> [Material shown]:
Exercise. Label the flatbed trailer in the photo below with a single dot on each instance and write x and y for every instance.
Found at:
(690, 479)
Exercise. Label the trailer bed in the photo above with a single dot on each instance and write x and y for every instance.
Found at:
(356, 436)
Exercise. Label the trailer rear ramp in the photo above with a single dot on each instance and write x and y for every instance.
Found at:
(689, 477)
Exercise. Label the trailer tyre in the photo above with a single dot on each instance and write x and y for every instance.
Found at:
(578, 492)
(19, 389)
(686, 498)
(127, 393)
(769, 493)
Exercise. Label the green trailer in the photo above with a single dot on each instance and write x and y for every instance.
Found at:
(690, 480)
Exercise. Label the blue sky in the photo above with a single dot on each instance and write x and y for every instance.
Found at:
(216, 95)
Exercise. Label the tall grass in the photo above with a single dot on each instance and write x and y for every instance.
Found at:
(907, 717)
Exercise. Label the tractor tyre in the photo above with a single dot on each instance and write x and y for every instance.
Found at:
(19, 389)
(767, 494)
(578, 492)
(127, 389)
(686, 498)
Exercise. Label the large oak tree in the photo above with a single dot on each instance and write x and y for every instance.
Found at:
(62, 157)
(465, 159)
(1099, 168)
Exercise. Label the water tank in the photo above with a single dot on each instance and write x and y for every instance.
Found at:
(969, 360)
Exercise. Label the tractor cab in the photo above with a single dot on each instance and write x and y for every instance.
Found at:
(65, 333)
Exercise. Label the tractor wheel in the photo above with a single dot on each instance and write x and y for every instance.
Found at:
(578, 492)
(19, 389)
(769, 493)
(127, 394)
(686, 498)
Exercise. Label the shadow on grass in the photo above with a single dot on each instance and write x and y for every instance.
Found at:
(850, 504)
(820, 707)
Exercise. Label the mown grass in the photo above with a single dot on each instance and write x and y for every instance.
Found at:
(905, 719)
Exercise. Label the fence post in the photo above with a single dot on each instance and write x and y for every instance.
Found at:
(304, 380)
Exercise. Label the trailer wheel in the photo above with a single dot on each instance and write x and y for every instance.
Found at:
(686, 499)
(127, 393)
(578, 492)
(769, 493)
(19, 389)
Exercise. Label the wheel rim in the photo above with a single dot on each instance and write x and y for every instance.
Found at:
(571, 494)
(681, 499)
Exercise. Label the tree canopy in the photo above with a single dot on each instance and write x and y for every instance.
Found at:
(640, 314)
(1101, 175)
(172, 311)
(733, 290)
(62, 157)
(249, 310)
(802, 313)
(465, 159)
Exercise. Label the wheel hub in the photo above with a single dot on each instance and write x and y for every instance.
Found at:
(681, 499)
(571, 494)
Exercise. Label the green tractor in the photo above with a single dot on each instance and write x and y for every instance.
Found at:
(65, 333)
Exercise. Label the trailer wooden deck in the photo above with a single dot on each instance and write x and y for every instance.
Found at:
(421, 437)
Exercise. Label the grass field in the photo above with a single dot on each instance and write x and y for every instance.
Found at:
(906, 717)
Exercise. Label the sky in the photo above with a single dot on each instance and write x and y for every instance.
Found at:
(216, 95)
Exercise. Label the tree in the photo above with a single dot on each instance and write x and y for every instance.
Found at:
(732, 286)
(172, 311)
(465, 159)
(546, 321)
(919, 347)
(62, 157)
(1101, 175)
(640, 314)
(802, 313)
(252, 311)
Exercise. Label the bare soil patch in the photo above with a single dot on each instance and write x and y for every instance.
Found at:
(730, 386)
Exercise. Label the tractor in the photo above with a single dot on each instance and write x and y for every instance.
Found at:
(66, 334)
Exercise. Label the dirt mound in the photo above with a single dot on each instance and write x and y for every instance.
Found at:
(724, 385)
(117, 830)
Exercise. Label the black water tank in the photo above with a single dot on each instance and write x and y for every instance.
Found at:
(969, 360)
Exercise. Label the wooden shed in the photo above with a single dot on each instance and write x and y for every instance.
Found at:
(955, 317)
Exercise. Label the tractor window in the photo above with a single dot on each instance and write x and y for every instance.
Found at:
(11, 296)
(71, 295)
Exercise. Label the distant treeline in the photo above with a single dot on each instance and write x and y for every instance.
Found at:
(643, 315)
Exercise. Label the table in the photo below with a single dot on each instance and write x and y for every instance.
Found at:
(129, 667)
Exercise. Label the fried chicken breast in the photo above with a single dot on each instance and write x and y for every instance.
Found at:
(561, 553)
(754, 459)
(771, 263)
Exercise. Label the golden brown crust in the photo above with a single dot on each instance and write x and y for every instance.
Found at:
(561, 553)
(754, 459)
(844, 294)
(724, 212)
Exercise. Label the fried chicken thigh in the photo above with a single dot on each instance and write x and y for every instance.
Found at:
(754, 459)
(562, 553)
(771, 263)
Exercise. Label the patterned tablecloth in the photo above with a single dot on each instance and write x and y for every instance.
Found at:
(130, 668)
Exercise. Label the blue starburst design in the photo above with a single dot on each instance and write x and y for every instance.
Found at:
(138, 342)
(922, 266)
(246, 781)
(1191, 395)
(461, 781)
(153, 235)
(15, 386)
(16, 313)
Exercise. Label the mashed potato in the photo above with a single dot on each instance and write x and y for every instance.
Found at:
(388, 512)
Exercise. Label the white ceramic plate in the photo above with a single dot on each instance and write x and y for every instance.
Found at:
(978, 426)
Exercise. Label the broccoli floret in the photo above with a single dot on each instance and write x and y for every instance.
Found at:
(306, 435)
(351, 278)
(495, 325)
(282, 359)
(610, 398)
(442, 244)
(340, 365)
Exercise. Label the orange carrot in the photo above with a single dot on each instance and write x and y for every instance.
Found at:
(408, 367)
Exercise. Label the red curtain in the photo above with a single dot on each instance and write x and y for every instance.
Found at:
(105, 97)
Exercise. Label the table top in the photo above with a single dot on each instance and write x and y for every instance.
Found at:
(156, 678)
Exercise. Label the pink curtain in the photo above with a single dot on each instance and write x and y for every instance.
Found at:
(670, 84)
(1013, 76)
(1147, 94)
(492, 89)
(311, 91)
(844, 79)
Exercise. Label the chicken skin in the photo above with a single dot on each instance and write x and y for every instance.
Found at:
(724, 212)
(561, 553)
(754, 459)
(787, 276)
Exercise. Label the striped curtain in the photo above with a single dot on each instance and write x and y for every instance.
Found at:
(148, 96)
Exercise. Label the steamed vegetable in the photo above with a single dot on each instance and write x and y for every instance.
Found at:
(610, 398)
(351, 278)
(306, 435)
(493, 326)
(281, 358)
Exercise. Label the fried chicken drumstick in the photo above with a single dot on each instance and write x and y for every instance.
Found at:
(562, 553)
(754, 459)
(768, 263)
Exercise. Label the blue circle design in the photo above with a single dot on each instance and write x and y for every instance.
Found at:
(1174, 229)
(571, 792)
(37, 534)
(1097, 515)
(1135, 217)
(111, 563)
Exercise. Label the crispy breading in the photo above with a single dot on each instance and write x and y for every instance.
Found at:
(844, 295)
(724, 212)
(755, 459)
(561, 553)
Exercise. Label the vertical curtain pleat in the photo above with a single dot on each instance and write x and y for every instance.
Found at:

> [Exercise directions]:
Each line of the material should be echoed exactly.

> [Final answer]:
Exercise. Label the flatbed trailer in the photo below with a single dot on each instance and write x and y for every instance.
Found at:
(690, 479)
Exercise. Label the trailer bed in the photo above with a single dot on each instance and write x and y for every instance.
Found at:
(356, 436)
Exercise. Label the trailer rear ramp in the photo above with a single dot on each instance and write x and y for every instance.
Found at:
(689, 477)
Exercise. Label the trailer tyre in the photo above with a single dot on each instance and write x and y for every instance.
Found at:
(578, 492)
(19, 389)
(686, 498)
(127, 393)
(769, 493)
Exercise. Label the green trailer in the photo above with a single dot on each instance and write x and y for every instance.
Found at:
(690, 480)
Exercise. Label the blue sky in the photo above with a single dot on each instance and write x and y for every instance.
Found at:
(216, 95)
Exercise. Label the tall grass in the photo above with a single dot on each instance and write x and y for every instance.
Found at:
(907, 717)
Exercise. Label the tractor tyre in the photo above with a single dot on each instance and write x and y for every instance.
Found at:
(19, 389)
(767, 494)
(578, 492)
(127, 389)
(686, 498)
Exercise. Label the large oak tree in the photo above with a single dot on each instance and write x and y for every instance.
Found at:
(62, 157)
(465, 159)
(1099, 168)
Exercise. Label the water tank in the photo above with a single dot on each instance and write x and y for every instance.
Found at:
(969, 360)
Exercise. Label the tractor cab in the photo above with a single dot on each instance and write x and y for every instance.
Found at:
(65, 333)
Exercise. Label the tractor wheel in the photo above with a single dot on each instance and write x and y for every instance.
Found at:
(578, 492)
(19, 389)
(769, 493)
(127, 394)
(686, 498)
Exercise. Label the shadow on grass in the photo above with a single dot on each instance and write x and y for every instance.
Found at:
(850, 504)
(820, 707)
Exercise. Label the mown grass in the photo above with a single dot on each instance and write x and y for every instance.
Found at:
(905, 719)
Exercise. Label the fence post in the photo above with a single dot on each instance and write x and y for every instance.
Found at:
(304, 380)
Exercise. Label the trailer wheel in the photo above with a single dot on each instance and write x and y for every instance.
Found at:
(686, 499)
(127, 393)
(578, 492)
(769, 493)
(19, 389)
Exercise. Label the wheel rim in the photo above with a single dot on each instance and write x and y for every instance.
Found at:
(571, 494)
(681, 499)
Exercise. Label the tree canopy in the photo above with a single dot on each instance and write x and y for every instance.
Found at:
(640, 314)
(1101, 175)
(172, 311)
(733, 290)
(62, 157)
(249, 310)
(802, 313)
(465, 159)
Exercise. Label the wheel hub in the photo above with a single dot on each instance and write x and y for every instance.
Found at:
(681, 499)
(571, 494)
Exercise. Label the green tractor in the photo above with a single dot on each instance and write x and y for every instance.
Found at:
(65, 333)
Exercise. Label the trailer wooden deck in the photo above with a single dot on each instance and write x and y for every instance.
Found at:
(421, 437)
Exercise. Label the grass field in the photo above with a single dot on each instance and write x and y for every instance.
Found at:
(906, 717)
Exercise. Label the sky in the photo above with a single dot on each instance and write x and y for every instance.
Found at:
(216, 95)
Exercise. Label the tree in the photo above with a single dot on each instance and write x and y for every instance.
Found at:
(732, 286)
(172, 311)
(465, 159)
(546, 321)
(919, 347)
(62, 157)
(1101, 175)
(640, 314)
(802, 313)
(252, 311)
Exercise. Label the bare soil patch in the photo above with a single dot on each instance and write x and y for every instance.
Found at:
(730, 386)
Exercise. Label the tractor in the photo above with a single dot on each instance and write x and y for every instance.
Found at:
(66, 334)
Exercise. Label the dirt mound in the photo above with a single dot on each instance and write x and y for every instance.
Found at:
(724, 385)
(117, 830)
Exercise. Label the black water tank in the photo above with a single dot on each instance and write x and y for every instance.
Found at:
(969, 360)
Exercise. Label the wooden shed in the photo above with a single dot on each instance and write x and y for every instance.
Found at:
(955, 317)
Exercise. Label the tractor window in the photo above with a single dot on each instance and write x and y for every instance.
Found at:
(11, 296)
(71, 295)
Exercise. Label the distant treeline in the photo above with a single dot on each instance and write x and y for every instance.
Found at:
(643, 315)
Exercise. Label the table in the photo below with a single dot on each instance and write x and y for every instance.
Found at:
(129, 667)
Exercise. Label the fried chicken breast in the photo above with a single dot on each instance and write x and y for every instance.
Found at:
(561, 553)
(754, 459)
(771, 263)
Exercise. Label the golden brown crust in the photo above with a single dot on each instance and write x and y for every instance.
Found at:
(561, 553)
(754, 459)
(844, 294)
(724, 212)
Exercise. Label the fried chicken thigh in the photo above with a single dot on each instance and write x and y for every instance.
Found at:
(754, 459)
(562, 553)
(771, 263)
Exercise. Label the patterned tablecloth in the photo above with a single dot on each instance and write x and y for every instance.
Found at:
(130, 668)
Exercise. Label the blue starburst design in the photo above with a single dot on each instance and write x and y for every instance.
Found at:
(138, 342)
(922, 266)
(246, 781)
(1191, 395)
(461, 781)
(153, 235)
(15, 386)
(16, 313)
Exercise. Label the mashed potato in the photo above with a single dot on each instance and write x and y for every instance.
Found at:
(388, 512)
Exercise. Label the white ceramic plate in the photo above with a single dot on each instance and write x and y for every instance.
Found at:
(978, 426)
Exercise. Label the broccoli floret in the photo above with a single dot on each instance and write x and y for every instance.
Found at:
(306, 435)
(351, 278)
(495, 325)
(282, 359)
(610, 398)
(442, 244)
(340, 365)
Exercise. Label the orange carrot in the photo above with a single dot on each instance and write x and y for every instance.
Found at:
(408, 367)
Exercise. Label the red curtain in the photo above with a single dot on each instance and write x and y for every instance.
Found at:
(105, 97)
Exercise. Label the table top in the photo above with a single dot on each instance and write x and y for every instance.
Found at:
(156, 678)
Exercise. Label the pink curtain in the photo above with a single dot on each instance and write x and y for every instance.
Found at:
(670, 84)
(1013, 76)
(1147, 94)
(492, 89)
(311, 91)
(844, 79)
Exercise. Label the chicken skin in the photo above with a single dot on each instance and write x and y for every instance.
Found at:
(724, 212)
(561, 553)
(754, 459)
(787, 276)
Exercise. Label the striped curtain in the photo above with a single dot on each instance and write x and y for every instance.
Found at:
(148, 96)
Exercise. Label the steamed vegetable in the photo above with a single dot on each instance and write x and y for every instance.
Found at:
(610, 398)
(351, 278)
(306, 435)
(493, 326)
(281, 358)
Exercise. Label the fried chicken drumstick in the photo above with a single dot on each instance and write x and y for every instance.
Found at:
(562, 553)
(754, 459)
(768, 263)
Exercise. Label the blue circle design in the photo above with a single dot on each instance and write x and y for every instance.
Found at:
(1174, 229)
(571, 792)
(37, 534)
(1097, 515)
(1135, 217)
(111, 563)
Exercise. Label the crispy breading in the photo above with a single dot on each instance and write x and y for every instance.
Found at:
(844, 295)
(724, 212)
(755, 459)
(561, 553)
Exercise. Label the vertical curtain pleat in the photo above with a single dot on each instance and write x and y for every instance.
Found at:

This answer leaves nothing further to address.